Bayes MBA London Symposium 2022 kicks off looking into London’s post-Covid role on the world stage

First day of the MBA Symposium addresses the state of the United Kingdom and London as the world looks to bounce back from the pandemic shock.

The ninth MBA London Symposium kicked off at Bayes Business School (formerly Cass) with the theme of ‘Time to Build’, aiming to examine the role and focus of London’s industries and how its businesses should lead from the front.

Making its return as an in-person event for the first time in three years, the four-day elective welcomes participants from Bayes’ MBA programmes as well as visitors from around the world with a mix of highly-renowned guest speakers, masterclasses and business visits – where they are able to live and breathe some of London’s iconic industrial hotspots.

Day One of the Symposium centred around London’s response to the pandemic and subsequent economic shock and recovery, as well as the United Kingdom’s independent position on the world stage following Brexit.

Following formal introductions from Professor André Spicer, Dean of Bayes Business School and Professor Sir Anthony Finkelstein, President of City, University of London, the Symposium was launched by Sally Taplin, business consultant and Visiting Lecturer on the Bayes MBA Programme.

The first of the day’s guest speakers was James Woudhuysen – journalist, broadcaster and Visiting Professor at London’s South Bank University. Professor Woudhuysen spoke of the legal and logistical environment that is holding the UK back from maximising its productivity, as well as the steps that should be taken to ensure progression in infrastructure and transport.

Next to speak was Joan Hoey, Regional Director Europe, Economist Intelligence Unit, at the Country Analysis Division. Ms Hoey’s talk examined the challenges and opportunities posed by Brexit, and how the EU Referendum of 2016 and subsequent General Elections had “led to a realignment of the British political spectrum”, causing a “decisive rupture within the UK’s class element”.

She then addressed ways in which the UK Government could prioritise growth with new trade opportunities, and restore inflation to regular levels following further shocks of the pandemic and the ongoing war in Ukraine.

Phil Mullan, Author of ‘Creative Destruction – How to Start an Economic Renaissance’ and ‘Beyond Confrontation – Globalists, Nationalists & their Discontents’, then gave historical insights into how growth occurs through a shift of resources towards higher productivity. Mr Mullan cited three stages in which this takes place: investment in innovation from leading companies, diffusion of this investment into smaller companies, and business churn as less productive companies cease to exist – which he referred to as “creative destruction”.

Mr Mullan explained that the furlough scheme in the pandemic had most likely stifled this growth by providing a lifeline to low productivity, “zombie” companies.

The final speaker of the morning session was Andrew Carter, CEO of Centre for Cities, who provided an in-depth analysis of the economic and productive gaps between London and other major UK cities like Birmingham, Manchester and Leeds, compared to other countries in the world that are less reliant on a single city for growth.

Mr Carter warned of the uneven economic distribution of the UK, urging the Government to consider spatial aspects to allow for urban expansion with better transport links and infrastructure.

▶ Input data:
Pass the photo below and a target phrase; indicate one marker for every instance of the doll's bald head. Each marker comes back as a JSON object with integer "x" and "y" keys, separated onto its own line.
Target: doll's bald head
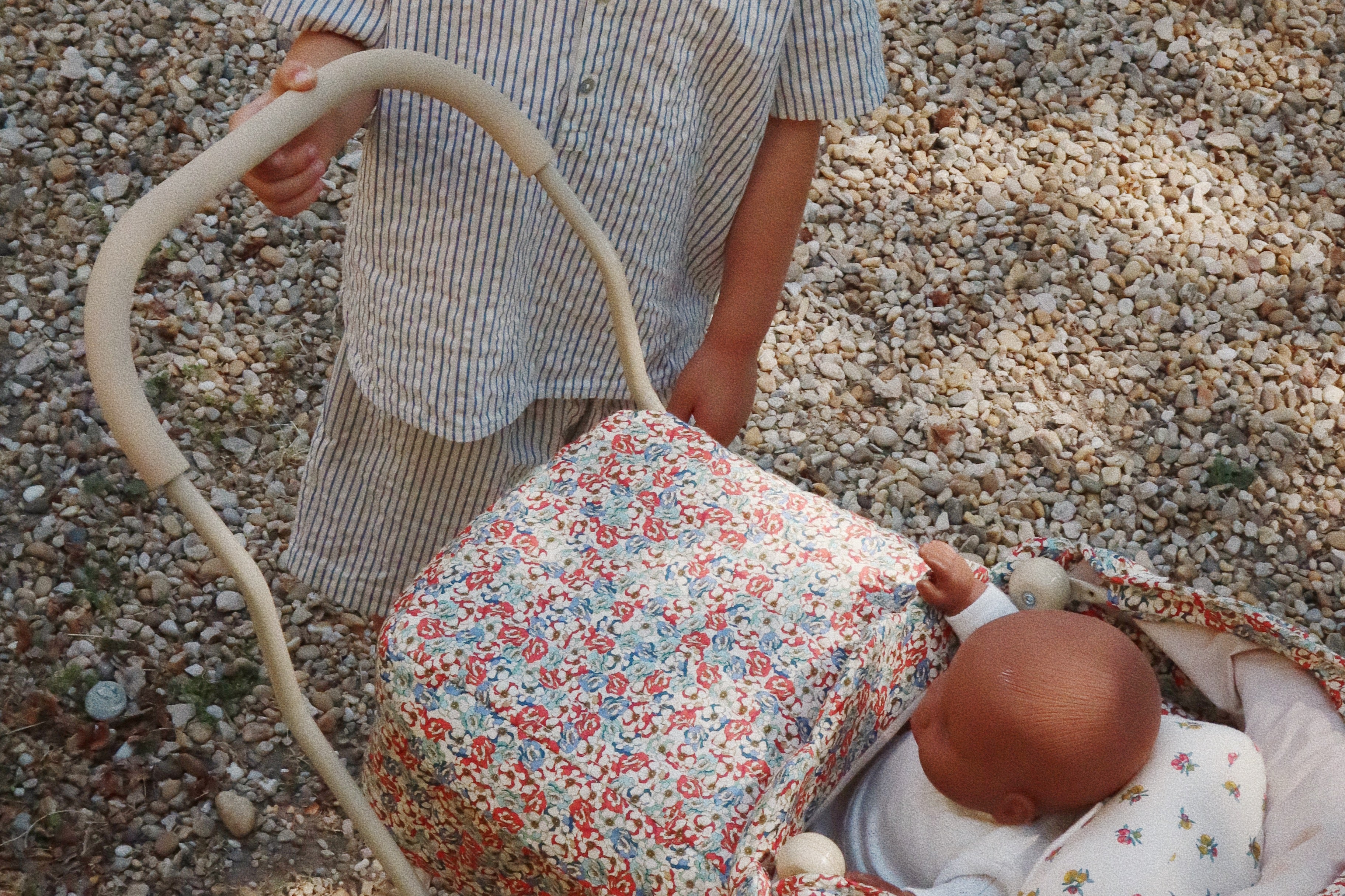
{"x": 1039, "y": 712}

* * *

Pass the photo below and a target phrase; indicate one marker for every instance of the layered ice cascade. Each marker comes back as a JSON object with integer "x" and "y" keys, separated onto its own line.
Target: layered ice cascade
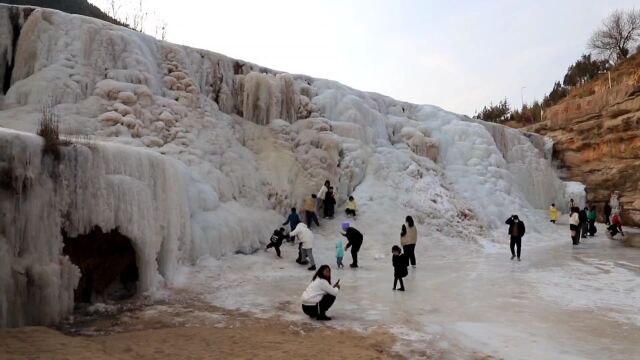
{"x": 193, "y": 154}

▶ Exercise: In the Symposium article, change "uneven" to "unequal" in the part from "Mr Carter warned" up to and including "links and infrastructure.", and write out that part. The listing comes from a different source than the Symposium article.

▶ Response area:
Mr Carter warned of the unequal economic distribution of the UK, urging the Government to consider spatial aspects to allow for urban expansion with better transport links and infrastructure.